Our first experiment is a simple baseline check where we refrain from introducing any sex-specific reporting errors. While we could use any model output to measure demographic parity, we use the continuous log-odds score from a binary XGBoost classifier. As expected, this baseline experiment results in no significant demographic parity difference between the credit scores of men and women. We can see this by plotting the difference between the average credit score for women and men as a bar plot and noting that zero is close to the margin of error (note that negative values mean women have a lower average predicted risk than men, and positive values mean that women have a higher average predicted risk than men):

[2]:
N = 10000
shap_values_A, sex_A, X_A, ev_A = run_credit_experiment(N)
model_outputs_A = ev_A + shap_values_A.sum(1)
glabel = "Demographic parity difference\nof model output for women vs. men"
xmin = -0.8
xmax = 0.8
shap.group_difference_plot(
    shap_values_A.sum(1), sex_A, xmin=xmin, xmax=xmax, xlabel=glabel
)

- [DIRECTIONS]:
Please state which model output the source passage uses to measure demographic parity.

[Coordinate annotation lines]
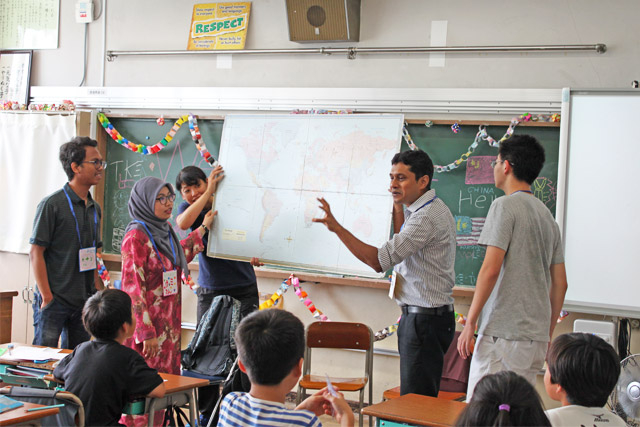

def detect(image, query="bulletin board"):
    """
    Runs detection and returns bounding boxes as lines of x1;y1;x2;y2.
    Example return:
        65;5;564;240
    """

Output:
0;51;32;105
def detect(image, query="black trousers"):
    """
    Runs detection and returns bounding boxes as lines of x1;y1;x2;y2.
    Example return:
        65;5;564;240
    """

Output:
398;311;455;397
196;283;260;323
196;283;260;418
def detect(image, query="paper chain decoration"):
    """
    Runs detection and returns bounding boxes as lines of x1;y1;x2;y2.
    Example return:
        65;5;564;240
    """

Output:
402;114;560;173
260;274;329;322
189;114;218;167
98;113;216;166
98;113;188;155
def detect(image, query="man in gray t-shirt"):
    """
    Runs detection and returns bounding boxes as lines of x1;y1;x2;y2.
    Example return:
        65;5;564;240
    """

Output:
458;135;567;399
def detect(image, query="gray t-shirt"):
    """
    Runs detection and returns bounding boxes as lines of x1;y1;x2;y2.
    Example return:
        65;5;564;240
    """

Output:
478;192;564;342
546;405;627;427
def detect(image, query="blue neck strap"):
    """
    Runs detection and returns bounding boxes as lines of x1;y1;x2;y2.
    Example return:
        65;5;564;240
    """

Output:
62;187;98;248
133;219;176;272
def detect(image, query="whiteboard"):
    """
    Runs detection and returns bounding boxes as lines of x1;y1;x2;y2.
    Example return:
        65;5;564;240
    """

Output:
558;89;640;317
208;114;404;277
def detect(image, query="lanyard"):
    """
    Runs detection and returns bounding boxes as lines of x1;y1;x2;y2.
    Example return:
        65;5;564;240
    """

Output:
62;187;98;248
400;196;438;231
133;219;176;272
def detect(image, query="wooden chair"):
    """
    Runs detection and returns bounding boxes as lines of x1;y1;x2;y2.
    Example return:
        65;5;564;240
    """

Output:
382;331;471;402
296;322;373;426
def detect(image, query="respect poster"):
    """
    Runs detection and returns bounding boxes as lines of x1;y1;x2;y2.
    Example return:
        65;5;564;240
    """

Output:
187;2;251;50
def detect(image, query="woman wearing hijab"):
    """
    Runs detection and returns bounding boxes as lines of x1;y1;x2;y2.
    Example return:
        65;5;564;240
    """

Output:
121;177;215;375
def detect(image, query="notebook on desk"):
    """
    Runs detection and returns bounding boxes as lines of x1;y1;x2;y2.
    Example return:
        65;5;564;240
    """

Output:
0;396;24;414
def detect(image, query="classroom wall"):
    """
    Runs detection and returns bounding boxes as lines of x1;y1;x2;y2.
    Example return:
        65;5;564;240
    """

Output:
5;0;640;407
31;0;640;88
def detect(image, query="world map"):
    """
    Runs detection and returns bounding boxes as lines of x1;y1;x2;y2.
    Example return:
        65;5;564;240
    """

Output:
208;114;404;277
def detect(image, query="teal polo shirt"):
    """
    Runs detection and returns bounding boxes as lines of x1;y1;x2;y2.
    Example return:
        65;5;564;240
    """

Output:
29;183;102;307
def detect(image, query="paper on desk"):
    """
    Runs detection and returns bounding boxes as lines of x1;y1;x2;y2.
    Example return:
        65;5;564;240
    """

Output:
2;345;67;360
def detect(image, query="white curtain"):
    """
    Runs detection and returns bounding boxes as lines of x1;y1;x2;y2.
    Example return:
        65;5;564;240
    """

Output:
0;112;76;253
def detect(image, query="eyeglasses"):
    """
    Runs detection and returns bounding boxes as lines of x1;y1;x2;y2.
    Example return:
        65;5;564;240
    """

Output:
491;160;516;168
82;160;107;169
156;194;176;205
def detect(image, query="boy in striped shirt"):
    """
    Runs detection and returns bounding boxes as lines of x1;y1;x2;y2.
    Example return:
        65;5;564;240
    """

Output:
218;309;353;427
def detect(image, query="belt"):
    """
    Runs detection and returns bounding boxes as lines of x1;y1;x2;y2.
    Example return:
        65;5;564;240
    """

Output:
402;304;453;316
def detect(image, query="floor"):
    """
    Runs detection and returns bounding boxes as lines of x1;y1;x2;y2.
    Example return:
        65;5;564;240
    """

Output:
285;393;369;427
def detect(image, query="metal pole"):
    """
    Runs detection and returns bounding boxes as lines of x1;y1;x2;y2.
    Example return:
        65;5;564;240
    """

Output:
107;43;607;61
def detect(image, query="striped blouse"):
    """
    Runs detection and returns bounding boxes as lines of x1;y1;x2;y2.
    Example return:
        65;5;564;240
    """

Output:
218;392;322;427
378;190;456;307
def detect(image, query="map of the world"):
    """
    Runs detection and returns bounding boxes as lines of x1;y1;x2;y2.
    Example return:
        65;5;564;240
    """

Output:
208;114;404;277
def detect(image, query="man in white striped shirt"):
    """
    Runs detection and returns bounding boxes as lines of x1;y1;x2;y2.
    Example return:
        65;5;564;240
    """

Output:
313;150;456;396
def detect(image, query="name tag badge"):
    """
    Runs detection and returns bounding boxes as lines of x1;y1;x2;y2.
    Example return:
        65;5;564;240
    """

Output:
78;247;96;273
389;270;404;299
162;270;178;297
389;270;398;299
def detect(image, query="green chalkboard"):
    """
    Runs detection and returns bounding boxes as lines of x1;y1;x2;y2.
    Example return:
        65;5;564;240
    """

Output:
402;124;560;286
99;117;223;254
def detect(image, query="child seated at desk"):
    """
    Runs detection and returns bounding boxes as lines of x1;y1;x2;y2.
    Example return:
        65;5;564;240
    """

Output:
456;371;551;427
218;309;353;427
544;333;626;427
53;289;165;426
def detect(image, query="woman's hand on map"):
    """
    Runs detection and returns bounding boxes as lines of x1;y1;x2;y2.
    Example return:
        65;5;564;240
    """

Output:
251;257;264;267
207;165;224;195
311;197;340;233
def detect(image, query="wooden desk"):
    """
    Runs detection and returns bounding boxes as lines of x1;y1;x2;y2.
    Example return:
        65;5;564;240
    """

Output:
145;372;209;426
0;342;73;371
362;394;466;427
0;402;60;426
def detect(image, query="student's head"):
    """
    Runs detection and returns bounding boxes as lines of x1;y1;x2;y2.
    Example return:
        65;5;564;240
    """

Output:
235;308;304;386
544;333;620;407
456;371;551;427
389;150;433;205
82;289;135;340
494;135;545;185
176;166;207;205
60;136;104;185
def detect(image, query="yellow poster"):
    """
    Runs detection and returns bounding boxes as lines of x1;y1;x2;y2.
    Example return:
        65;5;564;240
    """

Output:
187;2;251;50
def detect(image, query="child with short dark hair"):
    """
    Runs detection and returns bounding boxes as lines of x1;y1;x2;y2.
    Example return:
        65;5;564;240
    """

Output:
544;333;626;427
53;289;165;426
456;371;551;427
218;309;353;426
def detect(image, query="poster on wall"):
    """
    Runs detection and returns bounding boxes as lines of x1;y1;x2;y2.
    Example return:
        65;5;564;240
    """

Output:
0;51;31;105
0;0;60;49
187;2;251;50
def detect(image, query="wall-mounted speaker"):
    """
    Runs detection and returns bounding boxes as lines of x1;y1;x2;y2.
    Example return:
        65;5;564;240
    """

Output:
286;0;360;42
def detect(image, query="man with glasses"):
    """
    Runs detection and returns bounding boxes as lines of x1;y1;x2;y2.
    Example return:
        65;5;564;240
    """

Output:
29;137;107;349
458;135;567;401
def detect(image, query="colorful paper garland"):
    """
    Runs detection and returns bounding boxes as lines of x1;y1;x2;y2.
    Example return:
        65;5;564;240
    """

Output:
189;114;218;167
98;113;188;155
402;117;520;173
260;274;329;322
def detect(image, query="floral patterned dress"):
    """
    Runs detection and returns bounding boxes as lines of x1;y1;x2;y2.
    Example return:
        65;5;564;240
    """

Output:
121;229;204;425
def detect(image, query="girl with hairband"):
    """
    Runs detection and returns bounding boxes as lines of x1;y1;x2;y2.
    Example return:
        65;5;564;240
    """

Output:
456;371;551;427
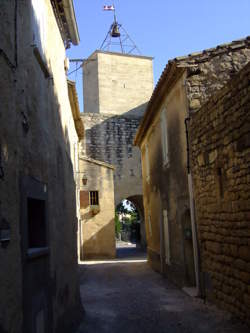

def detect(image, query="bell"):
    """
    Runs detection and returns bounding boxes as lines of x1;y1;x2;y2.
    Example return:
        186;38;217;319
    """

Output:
111;23;121;37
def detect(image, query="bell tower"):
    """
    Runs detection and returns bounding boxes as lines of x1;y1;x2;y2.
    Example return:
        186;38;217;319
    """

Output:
82;6;153;116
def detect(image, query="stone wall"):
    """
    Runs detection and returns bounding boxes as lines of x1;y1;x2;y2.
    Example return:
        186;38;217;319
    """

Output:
83;51;153;115
79;157;116;260
182;37;250;110
81;112;142;204
0;0;81;333
190;64;250;323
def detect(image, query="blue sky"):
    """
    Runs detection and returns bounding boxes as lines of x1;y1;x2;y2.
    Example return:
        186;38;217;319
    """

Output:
67;0;250;111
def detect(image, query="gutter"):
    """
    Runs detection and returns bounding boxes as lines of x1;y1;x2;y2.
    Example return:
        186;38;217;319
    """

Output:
62;0;80;45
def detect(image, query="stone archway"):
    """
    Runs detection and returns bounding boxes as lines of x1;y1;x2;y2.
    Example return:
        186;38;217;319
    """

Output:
116;195;146;250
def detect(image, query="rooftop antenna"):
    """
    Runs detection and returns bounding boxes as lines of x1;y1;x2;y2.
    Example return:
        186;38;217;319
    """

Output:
100;4;141;55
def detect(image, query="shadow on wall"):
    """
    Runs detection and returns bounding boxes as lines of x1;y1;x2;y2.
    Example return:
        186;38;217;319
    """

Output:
0;1;81;332
80;219;116;260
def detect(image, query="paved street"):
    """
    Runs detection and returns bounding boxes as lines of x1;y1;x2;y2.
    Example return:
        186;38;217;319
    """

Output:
77;247;249;333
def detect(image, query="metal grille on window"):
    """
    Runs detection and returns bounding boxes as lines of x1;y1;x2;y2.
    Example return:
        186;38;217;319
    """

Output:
89;191;99;206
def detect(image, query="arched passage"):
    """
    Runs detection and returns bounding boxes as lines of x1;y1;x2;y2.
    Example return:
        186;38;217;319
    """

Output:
116;195;146;250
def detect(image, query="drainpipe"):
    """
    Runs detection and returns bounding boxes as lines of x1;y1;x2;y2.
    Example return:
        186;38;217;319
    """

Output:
185;117;201;296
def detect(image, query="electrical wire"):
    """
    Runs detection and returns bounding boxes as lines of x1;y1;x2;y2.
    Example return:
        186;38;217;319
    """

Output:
68;64;82;75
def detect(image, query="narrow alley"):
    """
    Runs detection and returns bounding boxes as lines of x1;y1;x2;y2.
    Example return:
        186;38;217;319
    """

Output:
77;243;249;333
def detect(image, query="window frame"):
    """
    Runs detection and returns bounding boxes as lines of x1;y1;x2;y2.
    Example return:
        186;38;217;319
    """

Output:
89;191;99;206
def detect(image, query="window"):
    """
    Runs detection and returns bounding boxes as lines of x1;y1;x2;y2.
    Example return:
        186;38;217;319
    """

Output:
27;198;47;248
148;212;152;236
161;108;169;166
145;143;150;183
163;209;170;265
89;191;99;206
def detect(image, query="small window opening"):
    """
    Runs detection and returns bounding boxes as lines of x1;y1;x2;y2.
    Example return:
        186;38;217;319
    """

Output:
27;198;47;248
217;168;224;199
89;191;99;205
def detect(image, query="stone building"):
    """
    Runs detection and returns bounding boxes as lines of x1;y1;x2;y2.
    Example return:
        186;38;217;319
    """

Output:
81;51;153;245
189;63;250;324
79;155;116;260
0;0;82;333
135;38;250;294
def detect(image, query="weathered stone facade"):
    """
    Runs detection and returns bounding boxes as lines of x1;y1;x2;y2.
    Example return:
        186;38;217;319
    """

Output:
0;0;81;333
190;64;250;323
135;37;250;293
82;113;142;204
83;51;153;115
79;156;116;260
81;51;153;245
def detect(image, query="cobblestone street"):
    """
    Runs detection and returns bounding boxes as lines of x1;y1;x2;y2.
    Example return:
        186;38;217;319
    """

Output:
77;247;249;333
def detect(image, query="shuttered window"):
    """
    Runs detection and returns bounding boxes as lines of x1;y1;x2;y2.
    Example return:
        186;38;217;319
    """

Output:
89;191;99;206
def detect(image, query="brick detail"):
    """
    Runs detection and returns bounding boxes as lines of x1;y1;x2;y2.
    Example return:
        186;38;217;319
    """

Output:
189;63;250;323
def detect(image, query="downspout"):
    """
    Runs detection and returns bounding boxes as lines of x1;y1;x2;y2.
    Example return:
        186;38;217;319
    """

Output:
185;92;201;296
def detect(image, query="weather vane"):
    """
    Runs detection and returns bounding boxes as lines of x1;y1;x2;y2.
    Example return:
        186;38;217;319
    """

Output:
100;4;141;54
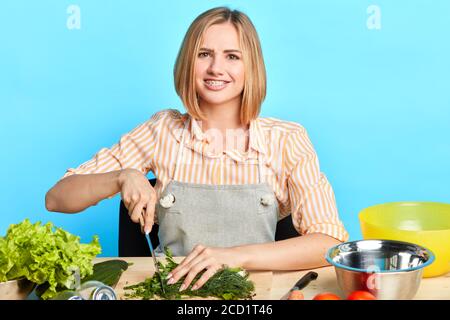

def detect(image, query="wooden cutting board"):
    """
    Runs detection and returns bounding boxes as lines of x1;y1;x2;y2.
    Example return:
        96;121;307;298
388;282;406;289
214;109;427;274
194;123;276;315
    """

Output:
103;257;273;300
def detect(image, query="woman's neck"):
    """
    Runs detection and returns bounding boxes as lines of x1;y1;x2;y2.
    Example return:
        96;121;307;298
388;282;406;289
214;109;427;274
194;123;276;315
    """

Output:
200;99;243;133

- [THE OUTPUT]:
The continuous log-odds score from a binary XGBoost classifier.